● Problems to work on:
- a) In the account of the father's death, what stopped his heart?
- b) Pick up the account of the father's death after its final sentence and keep writing.

On Monday, February 18 at 3am in Bangkok, Thailand (Sunday, Feb. 17 at 12pm PST), we lost our beloved father, husband, friend, colleague, mentor, teacher, ajarn, and neighbor. It was so sudden , and still so recent, we haven't had time to comprehend. We all thought we had so much more time.
He wasn't feeling well, presumably something he ate. As the stomach bug ran its course, he felt uncharacteristically weak, so weak that his wife, Tim, summoned an ambulance. He was weak but walking and lucid, even signed himself into the hospital. Around 11pm, he and Tim decided to get some sleep so they said "goodnight" to "Superman and Wonder Woman," respectively, and Tim went to sleep in the room next door. She awoke two hours later to alarms and doctors and nurses talking loudly. Dad woke up, vomiting, and went into cardiac arrest. In the chaos, Tim didn't understand what was happening, he'd seemed fine when he went to bed. The doctors tried everything they could. Sadly, a massive pulmonary embolism stopped his heart and septic shock set in, making it impossible for the doctors to bring him back.

● Collected material:
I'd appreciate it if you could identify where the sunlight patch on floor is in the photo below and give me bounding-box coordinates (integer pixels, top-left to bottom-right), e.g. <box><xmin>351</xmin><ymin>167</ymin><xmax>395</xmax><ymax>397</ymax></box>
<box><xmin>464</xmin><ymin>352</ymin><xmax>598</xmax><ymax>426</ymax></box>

● Outputs in order:
- a) A massive pulmonary embolism.

- b)
Tim reached me, his daughter Catherine, as I was hiking with my dog in Forest Park in Portland, OR where my sister, Rebecca, and Tim's daughter, Kitty, also live. It was confusing for both of us but I eventually got a doctor who spoke enough English to realize that Dad was not coming back. He wouldn't want to stay on machines for life support longer than necessary. He also had a living will and healthcare directive which he'd discussed with me many times in recent years; I knew it was necessary to say "goodbye." The last thing he wanted was to suffer at the end of his life. The doctor said, "He can't stay here in the ICU. What do you want me to do?" Thank goodness we had those precious extra minutes to make sure he wasn't alone and to pour out as much love as possible for him, from each of us and on behalf of so many more, until we knew he was gone.
Tim held his hand, kissed him, and told him it was OK to, "Go be with Buddha now." I told him over and over, "Thank you for everything, we're so lucky, we love you so much." According to Tim, after they unhooked him from the machine and as we were pouring out our love for him, he opened his eyes and looked at her. She laid her head down on his chest and listened to his final heartbeats as they faded. Just moments after everything became quiet in his hospital room in BKK, me in the middle of the woods half a world away from my dad and Tim, my phone got disconnected. Somehow I was given half an hour of crystal clear reception in the embrace of a quiet and loving forest. Thank you, Dad.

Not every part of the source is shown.